It was thus, in Wilkes’s absence that the House of Commons went on to consider the charges against him of seditious libel as author and publisher of the North Briton. Witnesses were heard at the bar, including one of Wilkes’s former employees, Michael Curry. Curry had been key to the ministry’s prosecution in providing copies of the Essay on Woman for the Lords. Now, for the Commons, he provided critical information about Wilkes’s involvement in the authorship and reprinting of the North Briton. Once all the evidence had been heard, Lord North (the future prime minister) proposed two motions. One, that Wilkes was the author and publisher of a ‘false, scandalous and seditious libel’; two, that Wilkes should be expelled from being a Member of Parliament. Early in the morning of 20 January the Commons voted in favour of both motions, thereby ejecting Wilkes from Parliament.

Wilkes had been badly served by those on his side of the question in the debates. Some of his closest former associates, notably Pitt, had chosen not to appear to defend him. Pitt had been disgusted by the revelations about the Essay on Woman, and the two men never truly reconciled. As for Wilkes, himself, he did not take his expulsion lying down. In October he published A Letter to the Worthy Electors of the Borough of Aylesbury in the County of Buckinghamshire, responding to the allegations against him. After all, one of the lesser noticed consequences of his removal from Parliament was the need for the people of Aylesbury to find themselves a new MP.

John Wilkes is sat on a chair at a desk that has a writing slope on top. He is holding a feather quill in his right hand. On the desk is an unrolled piece of paper with writing on it and an ink pot. Wilkes is wearing a long coat, breeches, and shoes with a buckle.

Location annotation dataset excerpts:
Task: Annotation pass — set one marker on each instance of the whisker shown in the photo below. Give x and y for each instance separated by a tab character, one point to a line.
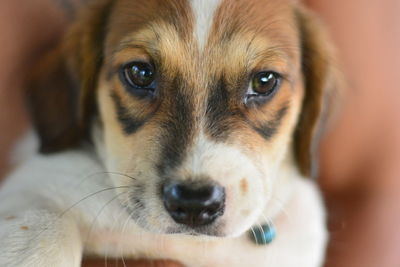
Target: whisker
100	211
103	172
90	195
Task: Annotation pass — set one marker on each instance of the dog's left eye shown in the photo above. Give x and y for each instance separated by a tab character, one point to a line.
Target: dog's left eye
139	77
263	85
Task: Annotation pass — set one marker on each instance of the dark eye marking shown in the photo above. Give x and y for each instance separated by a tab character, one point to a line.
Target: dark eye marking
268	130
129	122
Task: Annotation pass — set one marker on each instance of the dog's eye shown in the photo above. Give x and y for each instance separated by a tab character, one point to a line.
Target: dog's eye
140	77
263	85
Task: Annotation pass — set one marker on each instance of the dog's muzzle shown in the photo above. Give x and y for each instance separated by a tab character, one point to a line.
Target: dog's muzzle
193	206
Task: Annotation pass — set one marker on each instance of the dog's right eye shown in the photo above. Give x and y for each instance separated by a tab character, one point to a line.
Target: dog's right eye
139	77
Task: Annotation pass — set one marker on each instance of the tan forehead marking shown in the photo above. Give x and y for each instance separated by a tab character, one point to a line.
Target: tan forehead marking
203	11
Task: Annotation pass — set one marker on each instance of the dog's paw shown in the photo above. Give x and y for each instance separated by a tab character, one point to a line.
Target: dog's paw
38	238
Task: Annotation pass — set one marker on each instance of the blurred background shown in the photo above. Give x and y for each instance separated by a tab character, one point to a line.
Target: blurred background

▸ **OBJECTIVES**:
1. Answer these questions from the text on John Wilkes:
(a) Which former employee of Wilkes gave the Commons information about his role in the North Briton?
(b) On what date did the Commons vote on Lord North's two motions?
(c) To the electors of which borough did Wilkes address his October letter?
2. Write the next part of the text on John Wilkes, picking up right after its final sentence.
The entries are separate material from the text on John Wilkes.

▸ **ANSWER SET**:
1.
(a) Michael Curry
(b) 20 January, early in the morning
(c) Aylesbury, in the County of Buckinghamshire

2.
(c) Trustees of the British Museum

The Letter opened with an offer of thanks to his former constituents for:

The very honourable, unanimous, and repeated marks of esteem, you conferred on me, by committing to my trust your liberty, safety, property, and all those glorious privileges which are your birthright as Englishmen…

Letter to the Worthy Electors of Aylesbury

Referring to himself as ‘your deputy to the great council of the nation’, Wilkes then proceeded to address, point by point, the case against him, both over the North Briton and the Essay on Woman. He was unable to resist, towards the end, falling into invective against those he considered his chief foes. William Murray, Lord Mansfield was dubbed his ‘personal enemy’, while particular opprobrium reserved for the earl of Bute:

A Stuart only could make the refinement in tyranny, of ransacking and robbing the recesses of closets and studies, in order to convert private amusements into state crimes…

Letter to the Worthy Electors of Aylesbury

Of course, all of this was to little purpose. On 25 January, just five days after his expulsion, Wilkes had been replaced at Aylesbury by Anthony Bacon. For all Wilkes’s hyperbole about the electors of Aylesbury, their new MP could not have been more different to the ‘friend of liberty’. Bacon was an American by birth, a government contractor and a dealer in slaves. Having paid heavily to secure the place, Bacon would remain one of the borough’s MPs for the next 20 years.

RDEE

Further Reading:

REM Peach, The Life and Times of Ralph Allen of Prior Park (1895)

PDG Thomas, John Wilkes: A Friend to Liberty (Oxford, 1996)

PRONI, Rawdon Papers, D2924

John Wilkes, A Letter to the Worthy Electors of the Borough of Aylesbury in the County of Buckinghamshire (1764)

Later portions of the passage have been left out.